### Exercise
Pick out every line in the records that contains the word "flower" and copy each one. Case counts.

Coordinate annotation entries:
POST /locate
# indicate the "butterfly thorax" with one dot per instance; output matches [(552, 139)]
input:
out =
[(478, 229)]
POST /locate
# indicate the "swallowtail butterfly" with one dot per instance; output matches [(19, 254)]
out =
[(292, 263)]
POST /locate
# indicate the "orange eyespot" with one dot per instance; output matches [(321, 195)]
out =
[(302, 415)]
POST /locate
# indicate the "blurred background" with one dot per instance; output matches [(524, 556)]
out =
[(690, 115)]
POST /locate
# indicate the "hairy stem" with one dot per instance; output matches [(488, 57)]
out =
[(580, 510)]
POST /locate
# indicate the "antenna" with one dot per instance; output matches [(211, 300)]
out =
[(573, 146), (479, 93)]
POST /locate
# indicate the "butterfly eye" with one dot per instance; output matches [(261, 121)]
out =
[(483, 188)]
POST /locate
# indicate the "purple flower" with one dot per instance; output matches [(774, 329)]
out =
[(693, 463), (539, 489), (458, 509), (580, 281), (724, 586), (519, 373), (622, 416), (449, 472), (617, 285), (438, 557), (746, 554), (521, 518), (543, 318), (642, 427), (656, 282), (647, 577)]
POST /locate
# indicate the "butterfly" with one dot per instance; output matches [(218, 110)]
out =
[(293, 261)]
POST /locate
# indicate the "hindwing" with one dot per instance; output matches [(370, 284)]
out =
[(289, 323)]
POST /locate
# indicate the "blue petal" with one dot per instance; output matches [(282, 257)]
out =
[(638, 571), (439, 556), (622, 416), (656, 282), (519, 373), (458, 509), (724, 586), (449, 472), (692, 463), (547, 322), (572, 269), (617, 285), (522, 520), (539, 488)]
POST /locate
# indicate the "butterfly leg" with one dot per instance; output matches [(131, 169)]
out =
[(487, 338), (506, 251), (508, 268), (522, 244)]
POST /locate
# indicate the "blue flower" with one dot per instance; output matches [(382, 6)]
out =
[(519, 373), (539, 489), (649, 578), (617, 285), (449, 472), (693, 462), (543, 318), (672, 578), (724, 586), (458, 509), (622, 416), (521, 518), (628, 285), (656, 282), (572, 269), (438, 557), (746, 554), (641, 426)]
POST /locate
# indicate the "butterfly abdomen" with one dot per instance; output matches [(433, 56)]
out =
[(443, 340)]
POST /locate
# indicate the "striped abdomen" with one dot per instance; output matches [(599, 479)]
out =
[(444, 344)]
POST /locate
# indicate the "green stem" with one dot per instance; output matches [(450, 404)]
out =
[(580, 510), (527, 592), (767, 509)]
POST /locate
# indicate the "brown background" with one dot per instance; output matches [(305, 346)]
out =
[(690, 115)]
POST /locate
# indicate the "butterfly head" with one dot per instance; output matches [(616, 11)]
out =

### Written reply
# indicate the "purple flower" with one dot per instance; output matches [(774, 329)]
# indicate the "blue flower" with one dot per instance; output matches [(382, 6)]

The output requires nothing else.